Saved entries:
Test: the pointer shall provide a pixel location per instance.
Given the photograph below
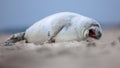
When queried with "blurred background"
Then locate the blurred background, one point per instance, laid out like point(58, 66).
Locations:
point(17, 15)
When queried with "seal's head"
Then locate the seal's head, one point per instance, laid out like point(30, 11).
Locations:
point(93, 32)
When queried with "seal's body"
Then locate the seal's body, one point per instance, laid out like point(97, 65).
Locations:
point(64, 26)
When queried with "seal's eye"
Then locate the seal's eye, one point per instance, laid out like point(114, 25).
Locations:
point(91, 33)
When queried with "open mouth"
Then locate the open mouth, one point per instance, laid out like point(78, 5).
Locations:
point(92, 33)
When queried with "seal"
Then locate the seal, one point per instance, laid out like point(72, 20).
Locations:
point(60, 27)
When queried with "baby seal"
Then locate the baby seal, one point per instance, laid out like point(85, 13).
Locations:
point(60, 27)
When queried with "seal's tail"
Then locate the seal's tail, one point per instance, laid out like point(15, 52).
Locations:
point(14, 38)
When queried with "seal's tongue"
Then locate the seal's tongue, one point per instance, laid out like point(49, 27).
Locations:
point(92, 33)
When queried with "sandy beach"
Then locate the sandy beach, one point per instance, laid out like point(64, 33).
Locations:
point(103, 53)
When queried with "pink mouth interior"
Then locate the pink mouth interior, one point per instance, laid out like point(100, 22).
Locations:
point(91, 33)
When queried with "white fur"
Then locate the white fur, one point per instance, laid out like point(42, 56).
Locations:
point(75, 27)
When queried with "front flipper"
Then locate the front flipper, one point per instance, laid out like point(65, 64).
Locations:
point(14, 38)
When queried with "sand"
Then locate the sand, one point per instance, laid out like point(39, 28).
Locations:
point(103, 53)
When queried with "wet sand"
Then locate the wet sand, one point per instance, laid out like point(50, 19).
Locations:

◆ What the exercise asks
Lay out every line of the listing above as a Markdown table with a column n for the row number and a column Line for the line, leaving out blank lines. Keep the pictures out of your answer.

◆ Response to the exercise
| n | Line |
|---|---|
| 1 | Test: the pointer shall provide a pixel location per instance. |
| 2 | Given the photograph below |
| 3 | When queried with "blurred background" |
| 4 | Then locate the blurred background, one point per instance, laid out like point(58, 66). |
| 5 | Locations: |
| 6 | point(17, 15) |
| 7 | When queried with "seal's head" |
| 8 | Then locate the seal's head, one point per instance, laid out like point(30, 11). |
| 9 | Locations: |
| 10 | point(93, 32) |
| 11 | When queried with "seal's body" |
| 12 | Then locate the seal's body, one point per instance, laid out like point(97, 65). |
| 13 | Locations: |
| 14 | point(64, 26) |
| 15 | When queried with "seal's eye" |
| 16 | Then locate the seal's eye, one point per instance, laid out like point(114, 25). |
| 17 | Locations: |
| 18 | point(91, 33) |
| 19 | When queried with "open mouth" |
| 20 | Then locate the open mouth, one point per instance, laid out like point(78, 5). |
| 21 | Locations: |
| 22 | point(92, 33) |
| 23 | When queried with "seal" |
| 24 | Then locate the seal, one point per instance, laid out like point(72, 20). |
| 25 | Locations: |
| 26 | point(60, 27) |
| 27 | When queried with "baby seal" |
| 28 | Then locate the baby seal, one point per instance, laid out like point(85, 13). |
| 29 | Locations: |
| 30 | point(60, 27) |
| 31 | When queried with "seal's tail" |
| 32 | Then locate the seal's tail, one point per instance, laid out like point(15, 52). |
| 33 | Locations: |
| 34 | point(14, 38) |
| 35 | When queried with "seal's tongue" |
| 36 | Then locate the seal's tongue, one point per instance, laid out like point(49, 27). |
| 37 | Locations: |
| 38 | point(92, 33) |
| 39 | When queried with "sandy beach" |
| 40 | Then locate the sandy beach, one point per instance, laid out like point(64, 33). |
| 41 | Locations: |
| 42 | point(103, 53) |
| 43 | When queried with "pink mouth interior" |
| 44 | Then locate the pink mouth interior, one point per instance, laid out like point(100, 22). |
| 45 | Locations: |
| 46 | point(91, 33) |
| 47 | When queried with "white fur" |
| 48 | Then locate the white fur, one point per instance, laid out like point(42, 56). |
| 49 | Locations: |
| 50 | point(75, 27) |
| 51 | When queried with "front flipper" |
| 52 | Then locate the front flipper, one point per instance, laid out like point(65, 64). |
| 53 | Locations: |
| 54 | point(14, 38) |
| 55 | When queried with "sand" |
| 56 | Then locate the sand, one point per instance, laid out like point(39, 28). |
| 57 | Locations: |
| 58 | point(103, 53) |
| 59 | When queried with "wet sand" |
| 60 | Then locate the wet sand, one point per instance, laid out like point(50, 19). |
| 61 | Locations: |